> GIVEN INSTRUCTION
Reproduce the rows below word for word, from the first line down through the line containing "62L133 33L118 12L81", including both ends.

> MATERIAL SHOWN
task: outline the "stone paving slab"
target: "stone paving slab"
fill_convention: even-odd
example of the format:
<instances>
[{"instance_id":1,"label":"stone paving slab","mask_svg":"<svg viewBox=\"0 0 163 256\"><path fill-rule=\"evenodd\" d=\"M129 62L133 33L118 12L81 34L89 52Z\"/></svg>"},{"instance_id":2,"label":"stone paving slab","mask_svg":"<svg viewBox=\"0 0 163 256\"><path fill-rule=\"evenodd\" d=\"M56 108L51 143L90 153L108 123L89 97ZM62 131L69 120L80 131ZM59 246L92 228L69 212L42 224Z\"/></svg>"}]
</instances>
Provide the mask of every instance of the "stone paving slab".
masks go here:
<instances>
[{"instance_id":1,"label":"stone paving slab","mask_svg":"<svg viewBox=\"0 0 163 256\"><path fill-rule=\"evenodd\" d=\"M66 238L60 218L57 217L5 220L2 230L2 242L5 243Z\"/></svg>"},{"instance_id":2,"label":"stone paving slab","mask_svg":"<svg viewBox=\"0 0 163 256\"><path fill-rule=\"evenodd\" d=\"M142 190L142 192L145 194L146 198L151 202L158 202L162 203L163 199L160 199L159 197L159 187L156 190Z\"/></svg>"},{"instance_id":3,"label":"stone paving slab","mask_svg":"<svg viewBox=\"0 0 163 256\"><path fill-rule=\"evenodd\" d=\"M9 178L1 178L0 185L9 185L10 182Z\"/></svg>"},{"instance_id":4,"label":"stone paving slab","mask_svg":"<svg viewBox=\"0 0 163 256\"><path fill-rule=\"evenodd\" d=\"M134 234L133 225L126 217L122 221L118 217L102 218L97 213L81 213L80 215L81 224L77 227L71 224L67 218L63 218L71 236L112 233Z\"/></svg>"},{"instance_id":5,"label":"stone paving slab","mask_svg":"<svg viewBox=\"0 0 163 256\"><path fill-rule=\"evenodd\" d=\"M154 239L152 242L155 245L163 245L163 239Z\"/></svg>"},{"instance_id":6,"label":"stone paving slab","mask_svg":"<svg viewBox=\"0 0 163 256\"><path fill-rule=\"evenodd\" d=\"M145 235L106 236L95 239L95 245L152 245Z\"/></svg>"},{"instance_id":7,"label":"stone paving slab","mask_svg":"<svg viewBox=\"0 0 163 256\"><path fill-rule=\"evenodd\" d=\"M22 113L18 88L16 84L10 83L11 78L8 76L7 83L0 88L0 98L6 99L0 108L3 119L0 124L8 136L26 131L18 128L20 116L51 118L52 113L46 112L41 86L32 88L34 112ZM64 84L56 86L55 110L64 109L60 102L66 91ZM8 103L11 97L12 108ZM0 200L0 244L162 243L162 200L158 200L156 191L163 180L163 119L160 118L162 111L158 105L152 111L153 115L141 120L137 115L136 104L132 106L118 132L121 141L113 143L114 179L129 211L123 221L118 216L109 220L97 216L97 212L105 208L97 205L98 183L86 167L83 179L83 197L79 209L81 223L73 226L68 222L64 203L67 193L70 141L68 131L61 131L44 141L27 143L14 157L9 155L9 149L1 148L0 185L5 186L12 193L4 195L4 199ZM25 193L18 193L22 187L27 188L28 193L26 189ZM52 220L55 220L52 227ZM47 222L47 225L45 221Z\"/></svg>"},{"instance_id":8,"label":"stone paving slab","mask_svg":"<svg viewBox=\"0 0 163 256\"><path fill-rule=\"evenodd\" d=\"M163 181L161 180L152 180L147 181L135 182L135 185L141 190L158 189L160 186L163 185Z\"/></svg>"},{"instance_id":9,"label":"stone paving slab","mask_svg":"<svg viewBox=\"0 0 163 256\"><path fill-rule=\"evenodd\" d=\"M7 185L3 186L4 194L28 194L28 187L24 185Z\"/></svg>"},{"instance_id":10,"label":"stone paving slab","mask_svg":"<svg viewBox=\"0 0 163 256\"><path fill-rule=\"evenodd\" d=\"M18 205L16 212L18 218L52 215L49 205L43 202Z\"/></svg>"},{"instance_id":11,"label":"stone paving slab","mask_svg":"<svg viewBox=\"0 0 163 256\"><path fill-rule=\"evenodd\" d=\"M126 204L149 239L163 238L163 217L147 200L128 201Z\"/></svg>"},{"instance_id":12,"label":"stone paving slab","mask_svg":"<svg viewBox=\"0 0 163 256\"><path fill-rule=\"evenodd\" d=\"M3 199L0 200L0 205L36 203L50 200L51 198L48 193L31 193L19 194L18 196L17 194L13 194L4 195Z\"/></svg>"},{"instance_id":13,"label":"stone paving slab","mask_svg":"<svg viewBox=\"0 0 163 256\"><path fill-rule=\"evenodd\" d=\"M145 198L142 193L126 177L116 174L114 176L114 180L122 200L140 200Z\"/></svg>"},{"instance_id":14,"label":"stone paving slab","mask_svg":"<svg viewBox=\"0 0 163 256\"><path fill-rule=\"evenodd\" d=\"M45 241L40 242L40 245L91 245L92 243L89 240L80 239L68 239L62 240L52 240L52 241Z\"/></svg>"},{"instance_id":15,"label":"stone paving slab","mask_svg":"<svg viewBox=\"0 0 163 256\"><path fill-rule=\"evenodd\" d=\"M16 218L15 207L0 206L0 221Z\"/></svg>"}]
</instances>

> THE OUTPUT
task: outline the "stone paving slab"
target: "stone paving slab"
fill_convention: even-odd
example of the format:
<instances>
[{"instance_id":1,"label":"stone paving slab","mask_svg":"<svg viewBox=\"0 0 163 256\"><path fill-rule=\"evenodd\" d=\"M129 62L133 33L118 12L81 34L89 52Z\"/></svg>"},{"instance_id":2,"label":"stone paving slab","mask_svg":"<svg viewBox=\"0 0 163 256\"><path fill-rule=\"evenodd\" d=\"M56 108L51 143L90 153L108 123L89 97ZM62 131L69 120L80 131ZM59 246L92 228L69 212L42 224Z\"/></svg>"}]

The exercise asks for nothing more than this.